What to do:
• A. According to the Django ticket on distinct and aggregated querysets, who reported the bug?
• B. Extend the Django ticket on distinct and aggregated querysets, starting right after its final line.

Source text:
▬▬▬▬▬▬

[Django] #16025: distinct does not apply to aggregated querysets

6 views
Skip to first unread message

Django

unread,
May 14, 2011, 1:58:36 PM5/14/11
to django-...@googlegroups.com
#16025: distinct does not apply to aggregated querysets
----------------------+----------------------------------------------
Reporter: micolous | Owner: nobody
Type: Bug | Status: new
Milestone: | Component: Database layer (models, ORM)
Version: 1.3 | Severity: Normal
Keywords: | Triage Stage: Unreviewed
Has patch: 0 | Easy pickings: 0
----------------------+----------------------------------------------
When applying .distinct() to a QuerySet, performing an aggregation using
.aggregate() on that will only ensure that the aggregation result is
distinct. As a result, this prevents you from doing a query where you
want the input to the aggregation to have distinct rows.

Take the example models:

{{{
class Category(Model):
label = CharField(max_length=128)

class Food(Model):
name = CharField(max_length=128)
categories = ManyToManyField(Category)
kilojoules_per_kg = PositiveIntegerField()

▬▬▬▬▬▬

Given records:
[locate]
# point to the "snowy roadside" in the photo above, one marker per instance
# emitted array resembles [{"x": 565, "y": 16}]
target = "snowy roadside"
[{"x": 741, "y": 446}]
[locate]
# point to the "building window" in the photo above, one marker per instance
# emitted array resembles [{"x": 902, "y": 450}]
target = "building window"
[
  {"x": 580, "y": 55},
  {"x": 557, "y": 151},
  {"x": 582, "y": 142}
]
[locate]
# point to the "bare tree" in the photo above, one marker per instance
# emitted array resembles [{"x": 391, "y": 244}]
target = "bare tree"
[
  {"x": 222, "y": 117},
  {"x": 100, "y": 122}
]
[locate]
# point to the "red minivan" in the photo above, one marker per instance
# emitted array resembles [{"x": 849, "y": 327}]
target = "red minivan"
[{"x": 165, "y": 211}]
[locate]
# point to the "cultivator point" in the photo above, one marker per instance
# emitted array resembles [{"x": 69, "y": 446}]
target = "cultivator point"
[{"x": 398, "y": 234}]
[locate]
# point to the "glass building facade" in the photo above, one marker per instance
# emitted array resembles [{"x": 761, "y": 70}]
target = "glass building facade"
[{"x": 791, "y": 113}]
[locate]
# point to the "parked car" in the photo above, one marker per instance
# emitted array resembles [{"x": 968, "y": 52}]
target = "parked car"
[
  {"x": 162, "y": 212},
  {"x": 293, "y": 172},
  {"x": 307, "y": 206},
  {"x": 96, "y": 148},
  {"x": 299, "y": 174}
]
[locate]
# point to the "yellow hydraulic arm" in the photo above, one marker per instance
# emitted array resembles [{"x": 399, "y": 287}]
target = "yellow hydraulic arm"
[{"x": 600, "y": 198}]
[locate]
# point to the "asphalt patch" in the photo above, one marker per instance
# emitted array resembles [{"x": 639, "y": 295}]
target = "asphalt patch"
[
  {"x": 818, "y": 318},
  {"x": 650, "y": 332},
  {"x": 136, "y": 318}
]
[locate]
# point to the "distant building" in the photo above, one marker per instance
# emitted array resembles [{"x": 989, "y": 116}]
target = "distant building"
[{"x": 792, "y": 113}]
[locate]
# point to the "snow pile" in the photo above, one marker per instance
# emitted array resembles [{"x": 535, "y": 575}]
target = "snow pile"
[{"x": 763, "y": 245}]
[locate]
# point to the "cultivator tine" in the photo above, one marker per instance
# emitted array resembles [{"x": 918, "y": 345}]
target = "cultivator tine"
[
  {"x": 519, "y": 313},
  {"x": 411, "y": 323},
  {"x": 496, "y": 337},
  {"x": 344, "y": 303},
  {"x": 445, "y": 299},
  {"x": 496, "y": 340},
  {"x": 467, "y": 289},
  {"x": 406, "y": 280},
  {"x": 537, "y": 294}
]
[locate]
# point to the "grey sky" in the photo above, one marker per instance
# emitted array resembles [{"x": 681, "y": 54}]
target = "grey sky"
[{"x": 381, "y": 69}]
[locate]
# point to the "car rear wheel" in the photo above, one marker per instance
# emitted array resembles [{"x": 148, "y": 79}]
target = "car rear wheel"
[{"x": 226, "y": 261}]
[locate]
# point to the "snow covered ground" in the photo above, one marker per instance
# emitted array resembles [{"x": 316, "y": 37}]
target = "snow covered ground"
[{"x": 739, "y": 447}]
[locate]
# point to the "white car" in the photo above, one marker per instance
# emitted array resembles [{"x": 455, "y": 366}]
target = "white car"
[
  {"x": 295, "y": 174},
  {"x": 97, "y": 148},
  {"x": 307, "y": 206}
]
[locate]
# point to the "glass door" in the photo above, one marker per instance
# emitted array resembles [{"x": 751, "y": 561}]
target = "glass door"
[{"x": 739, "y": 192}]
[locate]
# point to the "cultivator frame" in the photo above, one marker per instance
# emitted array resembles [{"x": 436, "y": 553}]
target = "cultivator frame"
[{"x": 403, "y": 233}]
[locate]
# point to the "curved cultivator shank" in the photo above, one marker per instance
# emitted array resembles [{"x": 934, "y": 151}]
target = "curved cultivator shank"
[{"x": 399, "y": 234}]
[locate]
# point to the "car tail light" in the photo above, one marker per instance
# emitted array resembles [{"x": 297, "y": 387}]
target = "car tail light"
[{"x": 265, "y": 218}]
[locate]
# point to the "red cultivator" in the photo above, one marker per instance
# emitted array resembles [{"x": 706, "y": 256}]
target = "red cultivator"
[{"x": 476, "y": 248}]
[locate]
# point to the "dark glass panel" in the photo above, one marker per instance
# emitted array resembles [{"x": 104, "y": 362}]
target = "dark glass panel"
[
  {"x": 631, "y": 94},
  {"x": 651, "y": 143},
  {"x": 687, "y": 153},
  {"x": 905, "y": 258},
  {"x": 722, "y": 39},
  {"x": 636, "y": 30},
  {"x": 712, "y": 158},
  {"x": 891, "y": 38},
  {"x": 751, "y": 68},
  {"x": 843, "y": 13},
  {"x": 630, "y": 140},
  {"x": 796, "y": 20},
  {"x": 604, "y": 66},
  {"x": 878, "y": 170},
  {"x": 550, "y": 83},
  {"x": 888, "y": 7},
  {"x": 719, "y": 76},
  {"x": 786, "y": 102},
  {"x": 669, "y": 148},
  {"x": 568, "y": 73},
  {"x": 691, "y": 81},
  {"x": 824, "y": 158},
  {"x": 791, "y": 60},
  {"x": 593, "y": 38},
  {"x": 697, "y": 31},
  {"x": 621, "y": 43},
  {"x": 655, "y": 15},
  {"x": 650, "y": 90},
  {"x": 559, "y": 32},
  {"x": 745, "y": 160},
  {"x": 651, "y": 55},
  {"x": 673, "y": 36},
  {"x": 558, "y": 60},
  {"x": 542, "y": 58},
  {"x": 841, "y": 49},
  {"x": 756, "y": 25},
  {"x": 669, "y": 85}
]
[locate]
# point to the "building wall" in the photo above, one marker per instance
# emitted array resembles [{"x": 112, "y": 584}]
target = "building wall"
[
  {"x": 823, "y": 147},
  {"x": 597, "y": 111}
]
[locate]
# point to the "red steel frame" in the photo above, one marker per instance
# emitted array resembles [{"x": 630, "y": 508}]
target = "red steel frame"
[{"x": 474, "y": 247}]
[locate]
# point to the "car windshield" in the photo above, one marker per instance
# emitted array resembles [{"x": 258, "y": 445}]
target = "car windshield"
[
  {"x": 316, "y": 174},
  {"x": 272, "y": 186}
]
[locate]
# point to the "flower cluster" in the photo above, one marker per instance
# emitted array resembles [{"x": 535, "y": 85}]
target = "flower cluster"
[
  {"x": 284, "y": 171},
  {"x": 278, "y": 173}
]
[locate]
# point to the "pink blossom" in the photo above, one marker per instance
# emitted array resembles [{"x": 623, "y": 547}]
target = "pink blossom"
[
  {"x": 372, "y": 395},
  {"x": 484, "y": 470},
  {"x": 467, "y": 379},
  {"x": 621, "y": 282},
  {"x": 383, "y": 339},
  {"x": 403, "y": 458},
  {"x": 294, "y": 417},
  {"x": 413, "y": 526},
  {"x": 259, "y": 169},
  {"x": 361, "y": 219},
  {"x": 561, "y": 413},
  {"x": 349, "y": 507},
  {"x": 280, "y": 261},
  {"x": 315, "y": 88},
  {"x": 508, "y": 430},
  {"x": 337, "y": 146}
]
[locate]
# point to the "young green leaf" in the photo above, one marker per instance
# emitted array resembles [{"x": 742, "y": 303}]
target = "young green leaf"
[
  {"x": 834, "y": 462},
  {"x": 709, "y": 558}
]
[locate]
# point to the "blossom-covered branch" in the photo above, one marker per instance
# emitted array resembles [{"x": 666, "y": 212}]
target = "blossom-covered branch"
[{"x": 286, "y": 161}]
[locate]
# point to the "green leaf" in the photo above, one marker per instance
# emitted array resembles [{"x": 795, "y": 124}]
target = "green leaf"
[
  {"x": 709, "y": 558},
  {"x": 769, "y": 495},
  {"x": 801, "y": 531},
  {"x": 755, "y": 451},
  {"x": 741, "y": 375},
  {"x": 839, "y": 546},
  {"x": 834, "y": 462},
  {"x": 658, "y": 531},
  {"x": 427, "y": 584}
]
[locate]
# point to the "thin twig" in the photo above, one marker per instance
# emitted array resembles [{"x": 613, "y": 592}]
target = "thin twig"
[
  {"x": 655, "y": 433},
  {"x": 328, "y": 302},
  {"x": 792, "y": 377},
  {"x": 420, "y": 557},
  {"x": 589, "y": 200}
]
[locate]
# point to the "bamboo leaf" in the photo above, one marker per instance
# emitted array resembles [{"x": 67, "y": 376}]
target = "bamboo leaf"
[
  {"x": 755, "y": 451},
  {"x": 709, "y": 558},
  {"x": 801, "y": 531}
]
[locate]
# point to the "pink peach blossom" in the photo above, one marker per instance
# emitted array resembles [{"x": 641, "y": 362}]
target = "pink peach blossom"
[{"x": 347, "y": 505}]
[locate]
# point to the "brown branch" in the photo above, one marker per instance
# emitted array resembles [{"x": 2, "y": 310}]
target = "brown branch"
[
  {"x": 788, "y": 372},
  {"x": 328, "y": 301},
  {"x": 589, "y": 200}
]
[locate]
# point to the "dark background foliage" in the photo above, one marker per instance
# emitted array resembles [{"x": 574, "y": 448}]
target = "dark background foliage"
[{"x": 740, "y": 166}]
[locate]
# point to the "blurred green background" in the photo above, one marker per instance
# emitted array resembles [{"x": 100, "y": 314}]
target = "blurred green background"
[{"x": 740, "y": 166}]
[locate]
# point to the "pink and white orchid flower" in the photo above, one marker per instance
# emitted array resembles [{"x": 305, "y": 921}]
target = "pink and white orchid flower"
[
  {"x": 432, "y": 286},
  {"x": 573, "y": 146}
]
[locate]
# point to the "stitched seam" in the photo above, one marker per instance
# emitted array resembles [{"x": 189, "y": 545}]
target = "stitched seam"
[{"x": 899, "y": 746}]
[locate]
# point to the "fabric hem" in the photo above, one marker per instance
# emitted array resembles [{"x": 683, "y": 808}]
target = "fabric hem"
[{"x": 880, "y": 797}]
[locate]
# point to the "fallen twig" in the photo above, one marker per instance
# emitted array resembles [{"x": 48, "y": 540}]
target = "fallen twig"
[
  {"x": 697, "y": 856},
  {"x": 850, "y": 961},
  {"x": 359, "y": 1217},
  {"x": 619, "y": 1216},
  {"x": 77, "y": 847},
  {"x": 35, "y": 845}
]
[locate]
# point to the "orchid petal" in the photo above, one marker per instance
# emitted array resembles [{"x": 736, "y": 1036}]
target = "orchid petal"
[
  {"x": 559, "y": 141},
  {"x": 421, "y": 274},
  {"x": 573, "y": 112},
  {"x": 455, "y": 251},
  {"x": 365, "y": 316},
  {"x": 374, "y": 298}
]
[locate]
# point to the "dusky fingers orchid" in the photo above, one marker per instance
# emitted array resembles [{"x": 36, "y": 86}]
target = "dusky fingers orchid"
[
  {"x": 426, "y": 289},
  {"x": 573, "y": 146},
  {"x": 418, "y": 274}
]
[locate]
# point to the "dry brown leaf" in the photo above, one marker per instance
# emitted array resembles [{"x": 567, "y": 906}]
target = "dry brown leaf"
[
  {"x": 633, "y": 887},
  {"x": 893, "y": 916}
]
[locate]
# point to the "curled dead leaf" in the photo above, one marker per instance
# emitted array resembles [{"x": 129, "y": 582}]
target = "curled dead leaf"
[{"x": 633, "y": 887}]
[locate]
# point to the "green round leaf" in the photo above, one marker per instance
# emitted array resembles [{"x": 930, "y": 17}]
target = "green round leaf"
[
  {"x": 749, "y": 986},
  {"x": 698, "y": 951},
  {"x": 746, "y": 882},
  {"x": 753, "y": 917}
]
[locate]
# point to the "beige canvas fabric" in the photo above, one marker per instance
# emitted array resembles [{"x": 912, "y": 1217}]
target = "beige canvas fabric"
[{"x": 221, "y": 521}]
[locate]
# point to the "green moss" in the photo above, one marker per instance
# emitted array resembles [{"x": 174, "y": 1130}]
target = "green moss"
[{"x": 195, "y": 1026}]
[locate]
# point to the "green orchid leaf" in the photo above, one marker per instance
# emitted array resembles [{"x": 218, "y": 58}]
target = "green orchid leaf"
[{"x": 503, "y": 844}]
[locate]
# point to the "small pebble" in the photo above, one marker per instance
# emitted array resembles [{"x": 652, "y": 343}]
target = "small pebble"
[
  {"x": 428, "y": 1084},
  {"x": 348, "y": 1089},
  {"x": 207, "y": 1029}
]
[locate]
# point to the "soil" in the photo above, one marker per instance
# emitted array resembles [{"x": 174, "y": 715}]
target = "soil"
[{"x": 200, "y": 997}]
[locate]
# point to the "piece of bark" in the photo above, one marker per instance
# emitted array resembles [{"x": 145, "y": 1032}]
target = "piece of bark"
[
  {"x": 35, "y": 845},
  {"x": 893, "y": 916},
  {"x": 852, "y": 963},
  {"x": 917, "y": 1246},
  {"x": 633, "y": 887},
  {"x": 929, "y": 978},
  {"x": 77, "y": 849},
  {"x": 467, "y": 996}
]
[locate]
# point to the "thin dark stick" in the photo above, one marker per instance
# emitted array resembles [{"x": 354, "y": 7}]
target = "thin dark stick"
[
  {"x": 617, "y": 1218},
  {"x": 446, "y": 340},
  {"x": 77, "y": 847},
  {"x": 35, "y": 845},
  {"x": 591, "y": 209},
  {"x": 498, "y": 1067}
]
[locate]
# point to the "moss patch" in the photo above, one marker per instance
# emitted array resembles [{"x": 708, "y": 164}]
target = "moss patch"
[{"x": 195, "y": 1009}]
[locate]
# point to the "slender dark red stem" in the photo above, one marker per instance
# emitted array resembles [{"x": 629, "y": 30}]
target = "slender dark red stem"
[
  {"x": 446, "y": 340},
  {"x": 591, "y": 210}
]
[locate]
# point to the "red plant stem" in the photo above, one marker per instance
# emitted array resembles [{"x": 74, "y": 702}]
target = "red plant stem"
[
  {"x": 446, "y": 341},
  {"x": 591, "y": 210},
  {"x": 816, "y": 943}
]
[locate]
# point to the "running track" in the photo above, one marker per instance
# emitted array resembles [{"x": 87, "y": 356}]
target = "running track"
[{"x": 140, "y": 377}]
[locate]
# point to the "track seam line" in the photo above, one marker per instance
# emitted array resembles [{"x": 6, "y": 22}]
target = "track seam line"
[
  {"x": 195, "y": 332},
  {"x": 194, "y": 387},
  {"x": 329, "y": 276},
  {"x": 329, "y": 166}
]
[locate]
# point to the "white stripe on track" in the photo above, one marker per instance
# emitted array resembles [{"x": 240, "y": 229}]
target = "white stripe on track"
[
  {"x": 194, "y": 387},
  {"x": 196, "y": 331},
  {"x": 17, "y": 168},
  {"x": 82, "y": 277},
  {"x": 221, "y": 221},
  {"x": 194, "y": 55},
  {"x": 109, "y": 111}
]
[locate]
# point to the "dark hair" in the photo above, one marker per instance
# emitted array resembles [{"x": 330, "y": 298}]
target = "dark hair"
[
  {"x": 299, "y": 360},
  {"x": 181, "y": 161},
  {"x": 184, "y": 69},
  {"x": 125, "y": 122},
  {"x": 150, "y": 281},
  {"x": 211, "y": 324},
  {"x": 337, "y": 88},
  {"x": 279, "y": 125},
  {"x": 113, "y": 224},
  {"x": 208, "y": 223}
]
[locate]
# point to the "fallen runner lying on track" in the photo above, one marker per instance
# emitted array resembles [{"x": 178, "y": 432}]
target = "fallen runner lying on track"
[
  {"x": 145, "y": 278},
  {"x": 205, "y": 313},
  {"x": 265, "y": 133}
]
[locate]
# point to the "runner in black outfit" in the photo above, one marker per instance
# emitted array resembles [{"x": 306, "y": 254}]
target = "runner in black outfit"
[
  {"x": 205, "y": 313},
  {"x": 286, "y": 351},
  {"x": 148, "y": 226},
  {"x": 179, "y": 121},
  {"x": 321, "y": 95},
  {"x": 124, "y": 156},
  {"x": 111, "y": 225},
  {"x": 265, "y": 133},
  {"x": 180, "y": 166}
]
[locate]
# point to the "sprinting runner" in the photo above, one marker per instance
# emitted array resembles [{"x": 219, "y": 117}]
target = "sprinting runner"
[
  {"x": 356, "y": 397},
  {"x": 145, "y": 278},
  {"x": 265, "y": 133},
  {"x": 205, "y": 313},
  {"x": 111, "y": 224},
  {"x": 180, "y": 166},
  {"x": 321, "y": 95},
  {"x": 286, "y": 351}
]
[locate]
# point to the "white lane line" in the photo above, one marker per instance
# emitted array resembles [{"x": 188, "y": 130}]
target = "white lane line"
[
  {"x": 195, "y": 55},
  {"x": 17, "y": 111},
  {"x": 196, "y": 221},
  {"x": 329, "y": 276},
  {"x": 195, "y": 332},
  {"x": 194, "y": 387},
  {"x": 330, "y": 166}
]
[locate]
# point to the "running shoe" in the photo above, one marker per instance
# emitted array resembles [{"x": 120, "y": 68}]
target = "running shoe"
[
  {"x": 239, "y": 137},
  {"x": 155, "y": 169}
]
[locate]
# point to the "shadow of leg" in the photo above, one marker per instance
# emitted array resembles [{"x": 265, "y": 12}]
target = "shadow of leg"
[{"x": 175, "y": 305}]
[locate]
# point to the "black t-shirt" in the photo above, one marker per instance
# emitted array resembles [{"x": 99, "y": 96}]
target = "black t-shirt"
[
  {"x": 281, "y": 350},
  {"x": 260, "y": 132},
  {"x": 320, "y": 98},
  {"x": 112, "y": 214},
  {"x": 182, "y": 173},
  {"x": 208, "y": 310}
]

▬▬▬▬▬▬

Responses to the exercise:
• A. micolous

• B.
}}}

If you then did a query on which you selected a couple of Categories as
foreign keys (eg: "Pizza Toppings" and "Fruits"), you'd end up with a list
of Foods that would contain duplicates where a food item fits in multiple
categories (eg: "Apple", "Orange", "Pineapple", "Pineapple", "Bacon" and
"Cheese" ...).

If you then wanted to then find the average number of kilojoules per
kilogram for items in those groups and eliminate duplicates (Pineapple),
the documentation would lead you to do this:

{{{
qs.distinct().aggregate(Average('kilojoules_per_kg'))
}}}

However instead of counting Pineapple once, Pineapple would be counted
twice, as the distinct() call would only apply to the result of the
aggregation, not to the input of it.

{{{
>>> qs.distinct().aggregate(Average('kilojoules_per_kg')) ==
qs.aggregate(Average('kilojoules_per_kg'))
True
}}}

Instead, .distinct() before .aggregate() should instead cause a subquery
to be executed to filter the results before passing it to the aggregation
functions. There doesn't seem a way to presently execute a query like
this using the Django ORM.

.distinct() after an aggregation should cause the results of the
aggregation to be filtered so only distinct records are returned (which is
the current behavior).

I've managed to confirm this behavior in Django 1.2.3 and 1.3.

--
Ticket URL: <http://code.djangoproject.com/ticket/16025>
Django <https://code.djangoproject.com/>
The Web framework for perfectionists with deadlines.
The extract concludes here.